Write out all of the data below as a numbered list, leaving out any blank lines.
## start
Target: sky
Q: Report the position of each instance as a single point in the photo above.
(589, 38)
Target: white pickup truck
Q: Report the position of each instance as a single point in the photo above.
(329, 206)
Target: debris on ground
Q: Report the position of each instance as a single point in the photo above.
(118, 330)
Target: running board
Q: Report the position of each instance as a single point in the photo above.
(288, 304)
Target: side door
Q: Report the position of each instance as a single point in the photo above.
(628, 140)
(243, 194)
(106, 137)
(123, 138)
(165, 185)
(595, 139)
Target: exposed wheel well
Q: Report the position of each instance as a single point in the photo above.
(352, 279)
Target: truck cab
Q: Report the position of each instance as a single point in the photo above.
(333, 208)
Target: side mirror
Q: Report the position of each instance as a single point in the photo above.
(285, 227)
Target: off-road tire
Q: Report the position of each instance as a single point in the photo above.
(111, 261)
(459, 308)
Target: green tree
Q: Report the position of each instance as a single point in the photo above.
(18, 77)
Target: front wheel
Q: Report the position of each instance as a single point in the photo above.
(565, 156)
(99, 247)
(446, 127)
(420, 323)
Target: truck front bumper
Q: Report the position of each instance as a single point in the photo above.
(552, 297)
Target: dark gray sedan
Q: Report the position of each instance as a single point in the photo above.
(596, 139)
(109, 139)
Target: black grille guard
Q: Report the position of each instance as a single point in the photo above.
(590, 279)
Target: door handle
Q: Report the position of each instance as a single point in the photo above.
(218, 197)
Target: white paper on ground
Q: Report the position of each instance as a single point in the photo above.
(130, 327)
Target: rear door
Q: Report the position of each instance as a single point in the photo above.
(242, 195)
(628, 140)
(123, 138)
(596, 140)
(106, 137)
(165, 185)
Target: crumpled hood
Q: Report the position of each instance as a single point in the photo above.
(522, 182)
## end
* **Answer below**
1. Target: sky
2. Q: Report the position of each instance as a single point in the photo above.
3. (589, 38)
4. Target: white pickup truck
5. Q: Report the position of each instance as a single point in the photo above.
6. (329, 206)
7. Target: debris on ground
8. Q: Report the position of each instance as a single point in the photo above.
9. (118, 330)
10. Target: running board
11. Q: Report the position of each instance as a single point in the photo above.
12. (288, 304)
13. Target: side door
14. Q: Report the position of each instance as a single point in the photo above.
15. (628, 140)
16. (243, 194)
17. (106, 137)
18. (123, 138)
19. (165, 185)
20. (595, 139)
21. Target: exposed wheel well
22. Q: Report the position of each instance as a single point in the photo above.
23. (352, 279)
24. Target: truck cab
25. Q: Report the position of each instance as a single point in the photo above.
26. (333, 208)
27. Target: side mirror
28. Q: Report the position of each instance as a single point in the photo above.
29. (285, 227)
30. Target: off-road tire
31. Q: Report the position of each instance as a single point in the photo above.
32. (111, 261)
33. (459, 308)
34. Target: green tree
35. Q: Report the position of each instance as a single point in the photo above.
36. (18, 77)
37. Target: front wheel
38. Q: Report the position of each instance as a single point in the photo above.
39. (565, 156)
40. (99, 247)
41. (446, 127)
42. (420, 323)
43. Target: truck front bumper
44. Q: Report the position of each instance as a single point in the photo above.
45. (552, 297)
46. Target: dark gray sedan
47. Q: Report the position of each instance as a single point in the photo above.
48. (596, 139)
49. (109, 139)
50. Target: black grille guard
51. Q: Report the position of each instance as a single point in the photo above.
52. (590, 279)
53. Target: door handle
54. Q: Report the position of each instance as a single point in the photo above.
55. (218, 197)
56. Target: white paper on ground
57. Q: Report the position of each instance as a single point in the photo above.
58. (130, 327)
59. Target: rear door
60. Q: Report the position of each instance as a single point in the photo above.
61. (242, 195)
62. (628, 140)
63. (123, 138)
64. (596, 140)
65. (106, 137)
66. (165, 185)
67. Target: crumpled hood
68. Q: Report the position of each instance as a single point in the photo above.
69. (522, 182)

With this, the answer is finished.